__Tarefa curta A__: No trecho sobre adolescentes em conflito com a lei, qual profissão M.A.S. deseja seguir?

__Trecho__:
------------------------------------------------------------

Com apenas 16 anos, M.A.S., natural do agreste do estado, já conhece um lado da vida que muitas pessoas nem chegam a experimentar: a privação de liberdade e o mundo do crime. Ao conversar com a equipe de reportagem, o tímido jovem relata ter um sonho humilde, e assim como seu padrasto, quer ser pedreiro. O menor disse que, quando 'sair', vai fazer um curso de pedreiro de alvenaria e começar a trabalhar. Durante toda a conversa, o olhar refletia a perspectiva de um futuro preocupante e incerto, que necessita de atenção do poder público.

Assim como M.A.S, há outros 22 mil adolescentes e jovens em conflito com a lei nas 461 unidades socioeducativas em funcionamento em todo o país, de acordo com um levantamento feito em 2023 pelo Departamento de Monitoramento e Fiscalização do Sistema Carcerário e das Medidas Socioeducativas do Conselho Nacional de Justiça (DMF/CNJ). O estudo ainda apontou que a maioria dos menores infratores são do sexo masculino e estão internados, ou seja, estão 24h nas unidades socioeducativas.

Os adolescentes em conflito com a lei são jovens, ainda abaixo da idade penal, que cometem atos classificados como crimes. No entanto, devido à sua idade, não podem ser responsabilizados como adultos, conforme estabelece o artigo 228 da Constituição Federal, que declara inimputáveis os menores de 18 anos. Nesse contexto, as ações praticadas por esses jovens são denominadas infrações ou 'atos infracionais', e as medidas aplicadas consistem em penalidades socioeducativas, sendo a internação limitada a um período máximo de 3 anos.

Em Alagoas o cenário é muito semelhante ao nacional, segundo a Secretaria de Prevenção a Violência (SEPREV) por meio da Superintendência de Medidas Socioeducativas (SUMESE), hoje existem 154 adolescentes em conflito com a lei, sejam eles em regime de internato ou em semiliberdade. Cerca de 97% são compostos por jovens do sexo masculino entre 12 a 21 anos e 1/3 se autodeclaram negros.

De acordo com Isadora Costa, coordenadora jurídica da SUMESE, tem-se observado um padrão consistente nos últimos anos ao analisar o perfil dos menores em conflito com a lei. Hoje, eles são configurados das seguintes formas:


POUCA OU NENHUMA CHANCE

O superintendente de medidas socioeducativas da SUMESE, Otávio Rego, explica que os problemas dos adolescentes que estão hoje no complexo podem ser resumidos em uma única palavra: ausência. Aliada à negligência, seja do Estado, da família, da educação, de oportunidades, dos cuidados com a saúde e da formação profissional.

A maioria dos jovens em conflito com a lei, já não frequenta a escola regularmente há pelo menos dois anos e vivem com suas famílias com no máximo um salário mínimo, e conforme os dados do Instituto Brasileiro de Geografia e Estatística - IBGE, em 2021, o Brasil tinha 12,7 milhões de jovens que não estavam estudando e nem estavam ocupados. Os maiores percentuais estavam no Maranhão (37,7%) e Alagoas (36,6%) e os menores, em Santa Catarina (12,2%) e Paraná (17,9%).

------------------------------------------------------------

__Tarefa curta B__: Exiba cada linha da listagem em que aparece a palavra "lamp".

__Registros de caixas rotuladas__:
------------------------------------------------------------

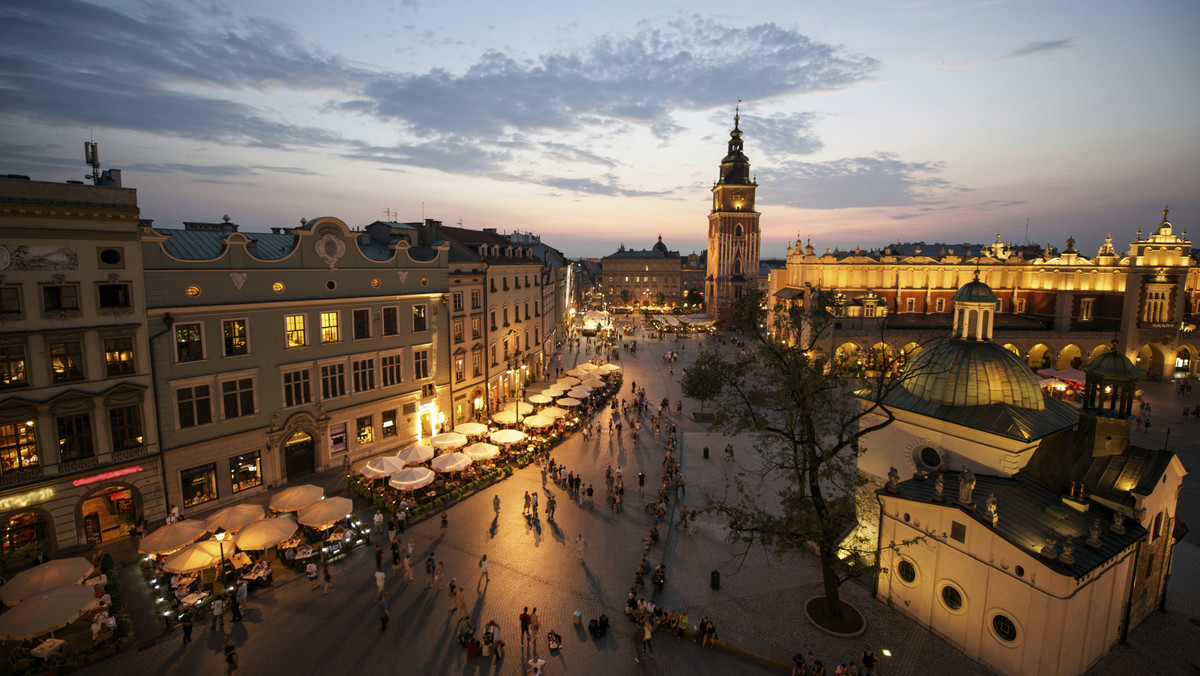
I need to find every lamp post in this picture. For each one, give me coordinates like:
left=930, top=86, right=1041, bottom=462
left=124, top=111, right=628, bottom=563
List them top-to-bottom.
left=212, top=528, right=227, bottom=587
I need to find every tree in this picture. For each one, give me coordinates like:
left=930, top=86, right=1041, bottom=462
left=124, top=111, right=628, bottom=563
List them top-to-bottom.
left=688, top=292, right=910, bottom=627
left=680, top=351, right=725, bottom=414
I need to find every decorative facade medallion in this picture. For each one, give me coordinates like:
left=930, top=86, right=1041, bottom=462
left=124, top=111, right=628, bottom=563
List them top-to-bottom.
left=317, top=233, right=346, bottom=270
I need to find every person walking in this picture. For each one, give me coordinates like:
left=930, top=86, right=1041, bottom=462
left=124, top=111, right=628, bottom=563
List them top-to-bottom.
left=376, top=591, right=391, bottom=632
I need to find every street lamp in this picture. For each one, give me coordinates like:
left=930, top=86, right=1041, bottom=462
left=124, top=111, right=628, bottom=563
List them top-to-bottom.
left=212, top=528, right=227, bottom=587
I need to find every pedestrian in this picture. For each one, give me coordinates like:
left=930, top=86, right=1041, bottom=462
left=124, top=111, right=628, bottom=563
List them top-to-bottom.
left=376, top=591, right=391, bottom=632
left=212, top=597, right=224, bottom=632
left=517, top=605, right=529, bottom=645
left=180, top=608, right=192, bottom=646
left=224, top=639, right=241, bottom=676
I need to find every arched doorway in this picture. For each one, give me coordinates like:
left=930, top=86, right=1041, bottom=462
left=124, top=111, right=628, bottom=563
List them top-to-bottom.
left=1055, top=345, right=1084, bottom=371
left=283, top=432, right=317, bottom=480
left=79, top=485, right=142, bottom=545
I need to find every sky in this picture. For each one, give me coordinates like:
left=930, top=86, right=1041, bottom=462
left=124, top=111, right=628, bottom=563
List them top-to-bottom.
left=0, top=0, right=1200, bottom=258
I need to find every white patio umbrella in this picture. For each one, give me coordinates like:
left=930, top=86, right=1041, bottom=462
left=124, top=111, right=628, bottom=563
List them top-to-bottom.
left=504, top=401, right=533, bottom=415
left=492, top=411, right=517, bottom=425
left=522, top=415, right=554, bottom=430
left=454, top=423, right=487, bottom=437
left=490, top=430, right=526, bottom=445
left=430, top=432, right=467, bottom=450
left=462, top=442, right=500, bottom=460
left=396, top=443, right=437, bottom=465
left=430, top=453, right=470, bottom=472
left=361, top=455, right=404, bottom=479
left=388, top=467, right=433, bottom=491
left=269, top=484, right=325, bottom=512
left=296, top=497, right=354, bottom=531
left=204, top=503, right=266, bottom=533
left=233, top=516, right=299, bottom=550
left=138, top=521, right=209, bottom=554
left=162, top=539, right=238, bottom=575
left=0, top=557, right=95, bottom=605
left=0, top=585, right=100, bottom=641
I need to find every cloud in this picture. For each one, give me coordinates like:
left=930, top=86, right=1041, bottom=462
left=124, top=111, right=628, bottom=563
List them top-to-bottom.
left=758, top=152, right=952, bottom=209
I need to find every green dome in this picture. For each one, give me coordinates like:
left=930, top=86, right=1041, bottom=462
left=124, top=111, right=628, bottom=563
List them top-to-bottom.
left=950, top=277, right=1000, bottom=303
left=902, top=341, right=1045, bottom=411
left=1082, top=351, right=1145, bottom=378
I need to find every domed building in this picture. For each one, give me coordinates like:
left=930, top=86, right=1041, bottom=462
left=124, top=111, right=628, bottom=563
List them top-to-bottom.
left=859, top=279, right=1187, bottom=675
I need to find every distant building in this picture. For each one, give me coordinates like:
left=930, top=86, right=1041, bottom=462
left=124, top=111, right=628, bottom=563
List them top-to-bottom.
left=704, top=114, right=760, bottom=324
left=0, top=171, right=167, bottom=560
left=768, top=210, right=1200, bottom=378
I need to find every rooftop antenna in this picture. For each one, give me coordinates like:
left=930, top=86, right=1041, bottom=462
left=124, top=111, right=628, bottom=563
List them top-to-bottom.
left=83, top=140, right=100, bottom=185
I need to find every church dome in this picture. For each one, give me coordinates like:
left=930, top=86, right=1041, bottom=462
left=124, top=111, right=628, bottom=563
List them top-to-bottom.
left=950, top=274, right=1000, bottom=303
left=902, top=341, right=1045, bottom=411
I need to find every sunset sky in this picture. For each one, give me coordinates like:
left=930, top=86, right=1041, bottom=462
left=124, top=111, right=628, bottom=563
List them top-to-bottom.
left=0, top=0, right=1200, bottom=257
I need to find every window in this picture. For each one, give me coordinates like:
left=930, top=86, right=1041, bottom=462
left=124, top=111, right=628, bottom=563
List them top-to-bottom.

------------------------------------------------------------

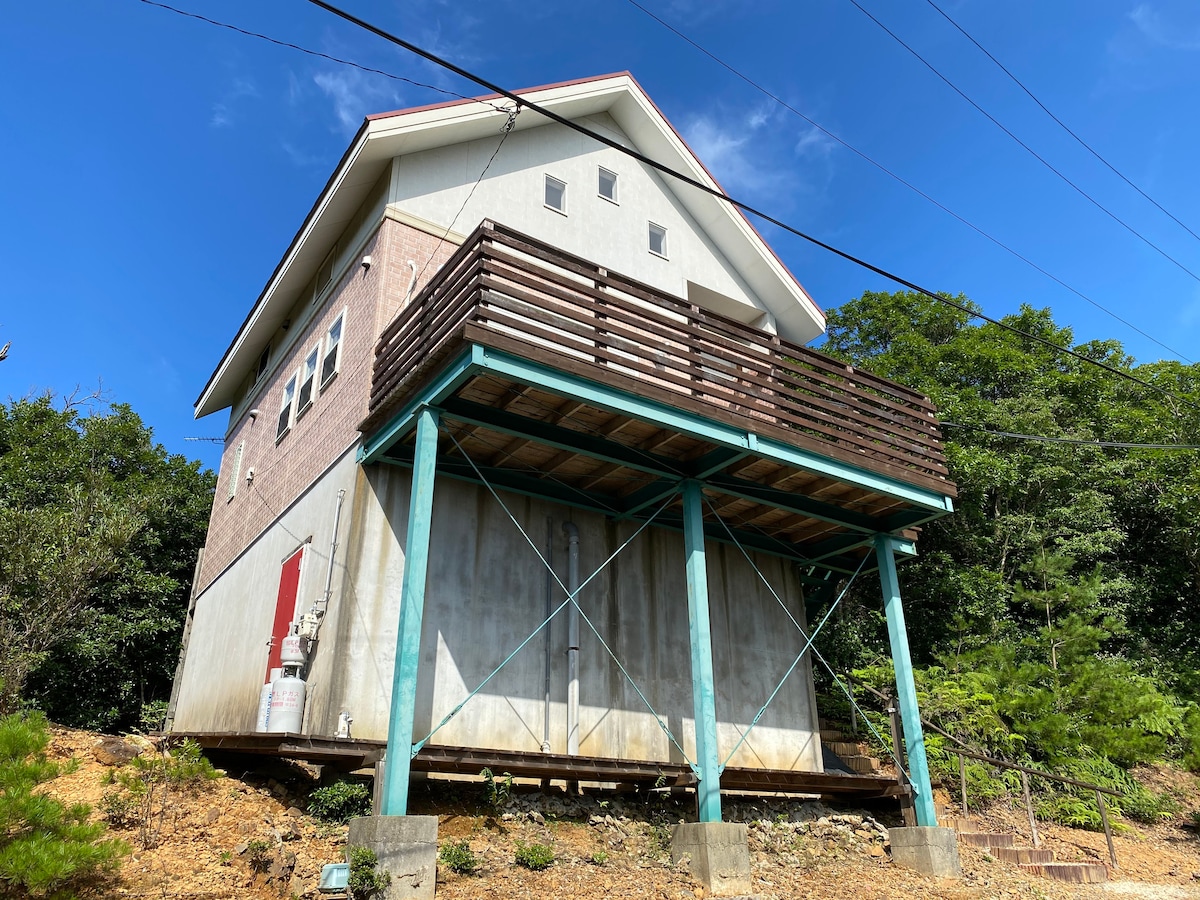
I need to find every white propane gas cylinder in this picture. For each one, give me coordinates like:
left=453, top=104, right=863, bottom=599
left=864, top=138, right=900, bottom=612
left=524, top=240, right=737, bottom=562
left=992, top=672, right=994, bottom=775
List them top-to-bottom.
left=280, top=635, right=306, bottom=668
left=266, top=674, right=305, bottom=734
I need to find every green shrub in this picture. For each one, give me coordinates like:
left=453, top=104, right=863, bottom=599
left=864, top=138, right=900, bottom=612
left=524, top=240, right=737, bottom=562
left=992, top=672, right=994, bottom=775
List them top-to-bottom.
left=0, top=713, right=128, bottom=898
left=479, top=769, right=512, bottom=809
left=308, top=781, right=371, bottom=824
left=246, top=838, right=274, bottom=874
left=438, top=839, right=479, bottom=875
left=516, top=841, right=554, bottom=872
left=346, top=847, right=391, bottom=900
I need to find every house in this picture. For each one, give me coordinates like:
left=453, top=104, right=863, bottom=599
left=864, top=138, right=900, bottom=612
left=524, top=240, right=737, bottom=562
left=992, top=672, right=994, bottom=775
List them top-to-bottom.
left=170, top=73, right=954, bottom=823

------------------------------------------------------------

__Resposta pronta A__: M.A.S. quer ser pedreiro, assim como o padrasto.

__Resposta pronta B__:
I need to find every lamp post in this picture. For each one, give me coordinates like:
I need to find every street lamp in this picture. For each one, give me coordinates like:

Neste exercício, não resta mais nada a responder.